_Supplied material_
##########

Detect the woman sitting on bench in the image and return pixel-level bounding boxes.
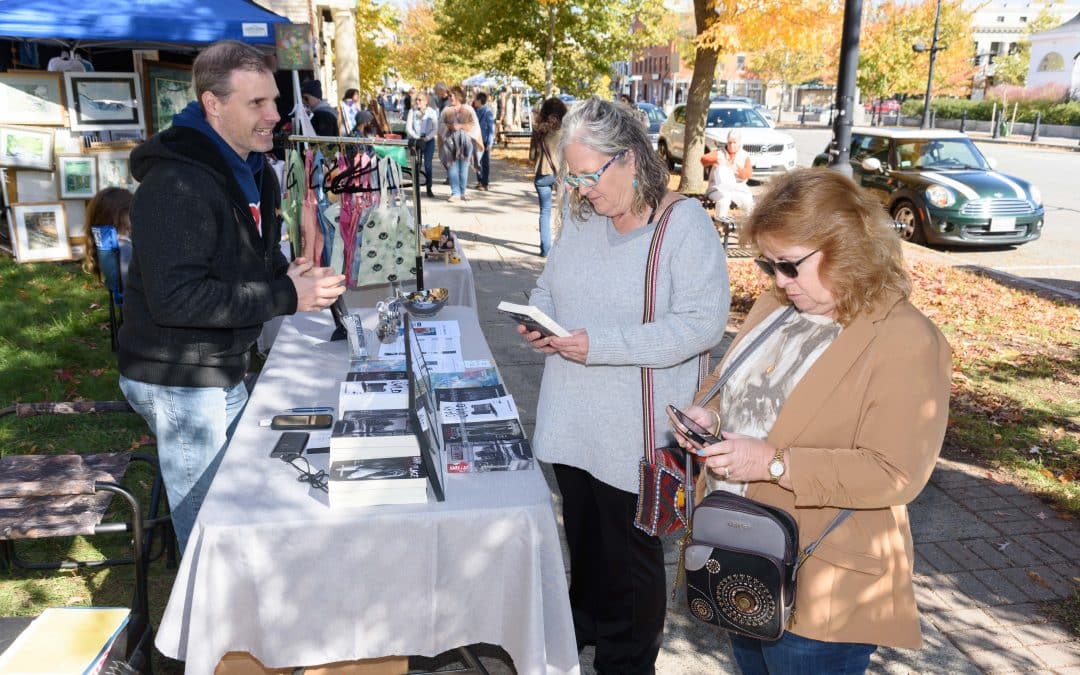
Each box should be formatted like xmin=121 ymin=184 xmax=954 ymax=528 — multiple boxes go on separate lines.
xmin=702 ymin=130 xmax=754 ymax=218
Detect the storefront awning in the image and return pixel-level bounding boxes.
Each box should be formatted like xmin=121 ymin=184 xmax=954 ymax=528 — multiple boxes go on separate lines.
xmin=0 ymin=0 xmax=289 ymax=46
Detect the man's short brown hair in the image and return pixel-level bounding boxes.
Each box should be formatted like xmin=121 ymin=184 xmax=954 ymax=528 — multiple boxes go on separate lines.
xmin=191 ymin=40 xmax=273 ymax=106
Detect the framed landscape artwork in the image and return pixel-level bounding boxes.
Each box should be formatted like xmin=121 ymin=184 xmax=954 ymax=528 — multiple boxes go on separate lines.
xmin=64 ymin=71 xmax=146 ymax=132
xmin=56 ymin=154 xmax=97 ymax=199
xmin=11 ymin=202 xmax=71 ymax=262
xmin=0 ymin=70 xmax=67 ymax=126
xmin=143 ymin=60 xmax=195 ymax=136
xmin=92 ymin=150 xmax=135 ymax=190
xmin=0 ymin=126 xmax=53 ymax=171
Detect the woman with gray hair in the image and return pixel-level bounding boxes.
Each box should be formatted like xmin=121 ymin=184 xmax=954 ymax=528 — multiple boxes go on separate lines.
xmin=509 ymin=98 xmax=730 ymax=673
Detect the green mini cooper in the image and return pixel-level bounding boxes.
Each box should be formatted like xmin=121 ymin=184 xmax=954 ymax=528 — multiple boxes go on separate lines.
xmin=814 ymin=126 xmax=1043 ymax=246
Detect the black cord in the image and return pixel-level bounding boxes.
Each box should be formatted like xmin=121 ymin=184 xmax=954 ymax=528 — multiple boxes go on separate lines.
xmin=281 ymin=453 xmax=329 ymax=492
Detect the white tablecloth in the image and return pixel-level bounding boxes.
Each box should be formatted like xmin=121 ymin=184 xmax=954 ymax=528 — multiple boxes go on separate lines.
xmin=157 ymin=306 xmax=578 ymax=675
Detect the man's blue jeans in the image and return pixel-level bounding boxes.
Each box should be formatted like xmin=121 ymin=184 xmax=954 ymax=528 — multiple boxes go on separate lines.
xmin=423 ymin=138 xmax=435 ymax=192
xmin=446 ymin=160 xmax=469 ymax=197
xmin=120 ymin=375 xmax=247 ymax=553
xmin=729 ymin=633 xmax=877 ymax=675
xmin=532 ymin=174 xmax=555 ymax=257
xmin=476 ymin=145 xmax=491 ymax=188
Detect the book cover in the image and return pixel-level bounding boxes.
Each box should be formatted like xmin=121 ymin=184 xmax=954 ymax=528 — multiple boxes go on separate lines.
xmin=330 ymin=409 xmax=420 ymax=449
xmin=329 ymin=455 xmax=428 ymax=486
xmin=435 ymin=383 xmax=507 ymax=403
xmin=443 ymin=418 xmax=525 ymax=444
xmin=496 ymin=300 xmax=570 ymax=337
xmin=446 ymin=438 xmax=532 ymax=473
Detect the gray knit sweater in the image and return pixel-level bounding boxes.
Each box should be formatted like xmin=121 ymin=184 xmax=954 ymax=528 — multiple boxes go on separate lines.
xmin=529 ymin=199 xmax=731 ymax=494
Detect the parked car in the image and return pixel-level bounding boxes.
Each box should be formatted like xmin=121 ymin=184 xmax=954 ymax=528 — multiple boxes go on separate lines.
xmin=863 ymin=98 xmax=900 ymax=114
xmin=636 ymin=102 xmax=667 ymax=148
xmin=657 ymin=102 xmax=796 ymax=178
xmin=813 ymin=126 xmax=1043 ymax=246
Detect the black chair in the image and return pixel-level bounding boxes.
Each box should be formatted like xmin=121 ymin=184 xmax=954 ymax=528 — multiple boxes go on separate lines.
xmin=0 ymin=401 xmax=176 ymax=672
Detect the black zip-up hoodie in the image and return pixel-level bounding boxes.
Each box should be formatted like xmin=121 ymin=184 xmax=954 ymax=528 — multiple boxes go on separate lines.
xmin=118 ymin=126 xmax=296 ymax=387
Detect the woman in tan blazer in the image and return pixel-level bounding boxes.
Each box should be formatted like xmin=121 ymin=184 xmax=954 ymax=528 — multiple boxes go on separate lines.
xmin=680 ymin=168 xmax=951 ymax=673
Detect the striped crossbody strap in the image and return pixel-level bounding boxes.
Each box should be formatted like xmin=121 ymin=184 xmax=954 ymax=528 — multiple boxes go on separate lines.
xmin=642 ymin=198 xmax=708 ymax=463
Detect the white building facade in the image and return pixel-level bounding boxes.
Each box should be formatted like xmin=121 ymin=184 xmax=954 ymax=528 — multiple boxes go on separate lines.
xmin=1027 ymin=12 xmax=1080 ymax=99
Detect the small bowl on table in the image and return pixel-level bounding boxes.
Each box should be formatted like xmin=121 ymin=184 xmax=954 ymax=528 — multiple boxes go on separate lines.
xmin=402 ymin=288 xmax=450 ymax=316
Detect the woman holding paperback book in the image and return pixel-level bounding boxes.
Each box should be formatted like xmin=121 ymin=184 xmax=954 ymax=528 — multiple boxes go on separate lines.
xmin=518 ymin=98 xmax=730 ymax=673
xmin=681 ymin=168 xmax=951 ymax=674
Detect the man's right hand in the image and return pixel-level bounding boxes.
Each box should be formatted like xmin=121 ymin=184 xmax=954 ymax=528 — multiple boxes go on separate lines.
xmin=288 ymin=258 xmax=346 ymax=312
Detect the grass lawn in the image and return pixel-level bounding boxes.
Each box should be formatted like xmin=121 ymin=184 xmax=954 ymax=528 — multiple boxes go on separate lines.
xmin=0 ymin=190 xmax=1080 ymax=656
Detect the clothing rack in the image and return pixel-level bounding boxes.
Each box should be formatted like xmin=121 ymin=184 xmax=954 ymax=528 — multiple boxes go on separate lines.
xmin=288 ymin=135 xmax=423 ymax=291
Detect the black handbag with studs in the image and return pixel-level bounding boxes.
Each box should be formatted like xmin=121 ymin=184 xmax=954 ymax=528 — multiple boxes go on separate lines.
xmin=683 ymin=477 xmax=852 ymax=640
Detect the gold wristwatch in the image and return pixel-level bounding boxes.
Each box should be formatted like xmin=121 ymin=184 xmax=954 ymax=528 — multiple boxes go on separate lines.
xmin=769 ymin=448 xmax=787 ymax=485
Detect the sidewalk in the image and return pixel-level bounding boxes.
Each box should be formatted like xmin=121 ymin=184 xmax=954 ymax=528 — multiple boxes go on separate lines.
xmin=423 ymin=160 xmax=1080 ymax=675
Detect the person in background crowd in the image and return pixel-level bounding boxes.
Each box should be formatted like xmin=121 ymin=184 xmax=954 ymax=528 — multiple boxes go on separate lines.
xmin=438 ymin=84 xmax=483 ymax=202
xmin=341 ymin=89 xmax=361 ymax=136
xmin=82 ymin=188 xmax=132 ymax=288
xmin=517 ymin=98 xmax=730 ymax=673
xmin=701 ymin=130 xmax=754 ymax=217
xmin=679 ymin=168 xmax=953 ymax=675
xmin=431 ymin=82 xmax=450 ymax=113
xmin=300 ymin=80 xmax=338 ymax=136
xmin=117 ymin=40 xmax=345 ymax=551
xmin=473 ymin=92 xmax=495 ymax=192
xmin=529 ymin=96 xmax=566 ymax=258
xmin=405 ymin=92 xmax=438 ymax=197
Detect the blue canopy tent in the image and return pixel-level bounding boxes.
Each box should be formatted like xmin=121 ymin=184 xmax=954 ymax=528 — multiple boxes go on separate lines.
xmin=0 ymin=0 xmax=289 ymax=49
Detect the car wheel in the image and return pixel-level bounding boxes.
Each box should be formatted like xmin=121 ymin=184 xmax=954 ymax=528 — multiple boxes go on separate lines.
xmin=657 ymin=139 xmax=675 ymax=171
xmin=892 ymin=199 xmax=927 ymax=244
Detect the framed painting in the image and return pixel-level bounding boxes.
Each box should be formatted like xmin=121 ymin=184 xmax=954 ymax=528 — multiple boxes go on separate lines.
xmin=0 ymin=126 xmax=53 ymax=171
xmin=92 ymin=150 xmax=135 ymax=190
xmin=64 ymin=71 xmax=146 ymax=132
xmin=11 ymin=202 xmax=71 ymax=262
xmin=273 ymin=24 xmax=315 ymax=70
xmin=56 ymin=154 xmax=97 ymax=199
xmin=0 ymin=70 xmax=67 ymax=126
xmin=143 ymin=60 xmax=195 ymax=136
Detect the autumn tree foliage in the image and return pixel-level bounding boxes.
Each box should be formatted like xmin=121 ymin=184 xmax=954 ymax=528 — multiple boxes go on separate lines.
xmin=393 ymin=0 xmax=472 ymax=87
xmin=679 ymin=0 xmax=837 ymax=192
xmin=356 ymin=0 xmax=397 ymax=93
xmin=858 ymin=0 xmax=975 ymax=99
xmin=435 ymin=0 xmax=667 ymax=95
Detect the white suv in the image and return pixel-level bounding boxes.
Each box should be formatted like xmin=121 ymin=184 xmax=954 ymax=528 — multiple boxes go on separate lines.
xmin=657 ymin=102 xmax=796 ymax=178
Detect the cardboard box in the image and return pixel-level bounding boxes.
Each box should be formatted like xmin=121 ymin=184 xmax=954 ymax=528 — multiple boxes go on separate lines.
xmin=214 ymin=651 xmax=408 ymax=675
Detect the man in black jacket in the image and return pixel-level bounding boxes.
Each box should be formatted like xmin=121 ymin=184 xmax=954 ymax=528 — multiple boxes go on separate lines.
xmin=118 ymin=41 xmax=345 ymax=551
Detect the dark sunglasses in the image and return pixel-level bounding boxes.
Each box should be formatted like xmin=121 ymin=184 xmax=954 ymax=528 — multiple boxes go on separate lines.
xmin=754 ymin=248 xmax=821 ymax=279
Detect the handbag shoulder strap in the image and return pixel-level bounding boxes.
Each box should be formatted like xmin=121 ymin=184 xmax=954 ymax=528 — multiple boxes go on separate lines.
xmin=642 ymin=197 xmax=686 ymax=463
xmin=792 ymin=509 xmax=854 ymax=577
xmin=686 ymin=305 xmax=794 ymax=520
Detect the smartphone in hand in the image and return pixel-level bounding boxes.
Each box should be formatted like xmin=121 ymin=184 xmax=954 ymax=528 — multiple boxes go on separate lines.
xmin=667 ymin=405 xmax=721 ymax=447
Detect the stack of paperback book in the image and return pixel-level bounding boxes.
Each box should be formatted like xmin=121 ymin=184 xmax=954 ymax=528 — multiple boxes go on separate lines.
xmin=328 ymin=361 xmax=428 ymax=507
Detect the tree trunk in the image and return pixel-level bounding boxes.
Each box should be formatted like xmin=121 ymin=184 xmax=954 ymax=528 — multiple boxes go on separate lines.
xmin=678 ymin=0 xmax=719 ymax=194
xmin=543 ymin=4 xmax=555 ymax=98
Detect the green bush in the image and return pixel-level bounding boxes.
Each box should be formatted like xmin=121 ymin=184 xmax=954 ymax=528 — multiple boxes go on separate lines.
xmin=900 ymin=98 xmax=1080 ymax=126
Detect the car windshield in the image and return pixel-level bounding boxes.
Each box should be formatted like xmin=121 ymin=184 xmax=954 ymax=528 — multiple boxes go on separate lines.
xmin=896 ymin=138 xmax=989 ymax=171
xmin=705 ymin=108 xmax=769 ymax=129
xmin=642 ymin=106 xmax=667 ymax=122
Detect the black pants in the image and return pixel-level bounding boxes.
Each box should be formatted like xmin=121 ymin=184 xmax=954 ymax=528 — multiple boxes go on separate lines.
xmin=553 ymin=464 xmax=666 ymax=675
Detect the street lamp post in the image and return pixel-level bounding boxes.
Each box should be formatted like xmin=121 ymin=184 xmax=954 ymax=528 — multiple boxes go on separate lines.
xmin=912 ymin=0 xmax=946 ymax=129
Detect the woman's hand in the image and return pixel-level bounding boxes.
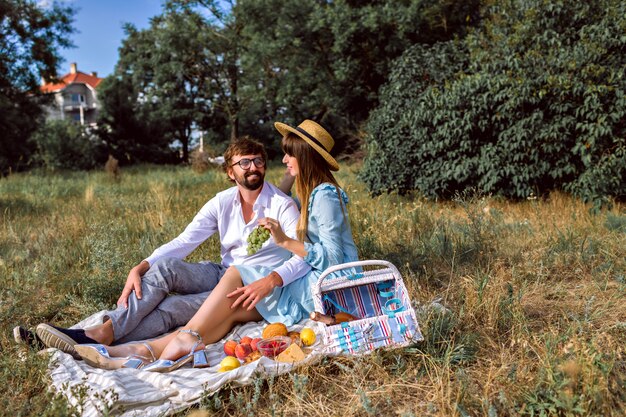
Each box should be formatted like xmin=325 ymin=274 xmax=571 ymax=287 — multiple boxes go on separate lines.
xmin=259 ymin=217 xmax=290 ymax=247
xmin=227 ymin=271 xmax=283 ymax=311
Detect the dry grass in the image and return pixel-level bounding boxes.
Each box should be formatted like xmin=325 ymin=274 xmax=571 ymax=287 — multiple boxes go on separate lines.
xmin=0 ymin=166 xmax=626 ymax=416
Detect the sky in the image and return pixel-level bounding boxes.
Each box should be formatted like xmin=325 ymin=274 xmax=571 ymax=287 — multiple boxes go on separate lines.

##########

_Written task_
Extract the lines from the records above, starting with the line that contains "Detect the stack" and going on through the line that contains "xmin=912 ymin=0 xmax=946 ymax=129", and copy them out verbatim with both of those lines included.

_The answer_
Detect the stack of paperback book in the image and return pixel-level bounding boxes.
Each box should be formatted like xmin=121 ymin=184 xmax=954 ymax=528 — multiple boxes go on separate lines.
xmin=328 ymin=361 xmax=428 ymax=507
Detect the tree trunk in the image and return pixel-level bounding boxes.
Each box should be formatted like xmin=121 ymin=184 xmax=954 ymax=528 — multiple boxes go on separate lines.
xmin=678 ymin=0 xmax=719 ymax=194
xmin=543 ymin=4 xmax=555 ymax=98
Detect the green bush in the image and return pixel-level bounding boxes.
Each box should be formatted like xmin=121 ymin=184 xmax=954 ymax=528 — multiple boxes go on separate lines.
xmin=900 ymin=98 xmax=1080 ymax=126
Detect the car windshield in the image and return pixel-level bounding boxes.
Each box should be formatted like xmin=121 ymin=184 xmax=954 ymax=528 — multiple boxes go on separate lines.
xmin=896 ymin=138 xmax=989 ymax=171
xmin=705 ymin=108 xmax=769 ymax=129
xmin=642 ymin=106 xmax=667 ymax=122
Detect the black pants in the image and return pixel-level bounding boxes.
Each box should be formatted like xmin=121 ymin=184 xmax=954 ymax=528 — multiple boxes go on separate lines.
xmin=553 ymin=464 xmax=666 ymax=675
Detect the street lamp post in the image and return pixel-level bounding boxes.
Each box should be formatted like xmin=121 ymin=184 xmax=954 ymax=528 — multiple boxes go on separate lines.
xmin=912 ymin=0 xmax=946 ymax=129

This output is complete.